(TEXT UNDER STUDY)
Cook County Circuit Judge Edward Jordan issued a restraining order to prohibit Joseph Reyes from taking his three-year-old daughter to any non-Jewish religious activities because his ex-wife argued that would contribute to "the emotional detriment of the child." Mrs. Rebecca Reyes wants to raise her daughter in the Jewish religion, and the judge sided with the mother. Joseph Reyes' divorce attorney, Joel Brodsky, when he saw the judge's restraining order, said, "I almost fell off my chair. I thought maybe we were in Afghanistan and this was the Taliban."

Mr. Reyes took his daughter to church anyway and let the Chicago media know about it. Soon he was back in court to be prosecuted for contempt in violating the family court order. The good news is that Reyes, fortunately, drew another Cook County judge, Renee Goldfarb, who ruled on April 13, 2010 that Reyes can take his daughter to "church services during his visitation time if he so chooses." Judge Goldfarb said her decision to let Reyes take his daughter to church was based on "the best interest of the child," but then criticized Reyes for going public with his case.

This case is a good illustration of the dictatorial power of the family courts. Both judges purported to decide what church a child can attend based on the judge's personal opinion about what is "the best interest of the child." The choice of a church should be none of the government's business, even if the parents are divorced, and "best interest" should be decided by parents, not judges.

Not only did the family court try to take away a father's parental rights and his freedom of religion rights, but also his First Amendment free-speech rights. The second judge severely criticized Reyes for telling the media about his case. But publicity was the reason the family court backtracked from sending Reyes to jail for violating the restraining order. It's important to shine the light of publicity on the outrageous denial of parental rights by the family courts.

In another divorce case last year, a family court in New Hampshire (where the state motto is "Live Free or Die") ordered ten-year-old Amanda Kurowski to quit being homeschooled by her mother and instead to attend fifth grade in the local public school. Judge Lucinda V. Sadler approved the court-appointed expert's view that Amanda "appeared to reflect her mother's rigidity on questions of faith" and that Amanda "would be best served by exposure to multiple points of view."

Where did family court judges get the power to decide what church and what school the children of divorced parents must attend? Family court judges have amassed this extraordinary power by co-opting and changing the definition of a time-honored concept: "the best interest of the child."

This rule originally came from English common law as compiled by William Blackstone in 1765, and meant that parents are presumed to act in their own children's best interest. For centuries, English and American courts honored parents' rights by recognizing the legal presumption that the best interest of a child is whatever a fit parent says it is, and should not be second-guessed by a judge.

(WHAT YOU NEED TO DO)
**1)** List every judge named in the passage on family courts.
**2)** In the passage on family courts, rewrite everything from "Not only did" down to "by the family courts.", swapping "Reyes" for "the father".
The records have no connection to the passage on family courts.

(DATASET EXTRACT)
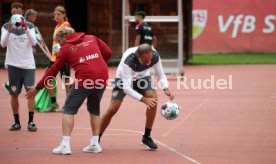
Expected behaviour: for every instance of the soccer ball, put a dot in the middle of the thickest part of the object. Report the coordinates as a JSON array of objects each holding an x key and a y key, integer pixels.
[
  {"x": 170, "y": 110},
  {"x": 17, "y": 21}
]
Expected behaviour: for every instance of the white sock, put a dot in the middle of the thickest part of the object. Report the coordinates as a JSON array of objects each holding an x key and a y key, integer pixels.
[
  {"x": 94, "y": 140},
  {"x": 65, "y": 140}
]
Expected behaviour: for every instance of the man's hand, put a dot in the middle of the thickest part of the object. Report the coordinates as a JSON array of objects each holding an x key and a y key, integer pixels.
[
  {"x": 31, "y": 93},
  {"x": 168, "y": 93},
  {"x": 150, "y": 102}
]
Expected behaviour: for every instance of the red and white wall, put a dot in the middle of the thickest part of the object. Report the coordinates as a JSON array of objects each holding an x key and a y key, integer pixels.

(ANSWERS FOR THIS EXERCISE)
**1)** Edward Jordan, Renee Goldfarb, Lucinda V. Sadler

**2)**
Not only did the family court try to take away a father's parental rights and his freedom of religion rights, but also his First Amendment free-speech rights. The second judge severely criticized the father for telling the media about his case. But publicity was the reason the family court backtracked from sending the father to jail for violating the restraining order. It's important to shine the light of publicity on the outrageous denial of parental rights by the family courts.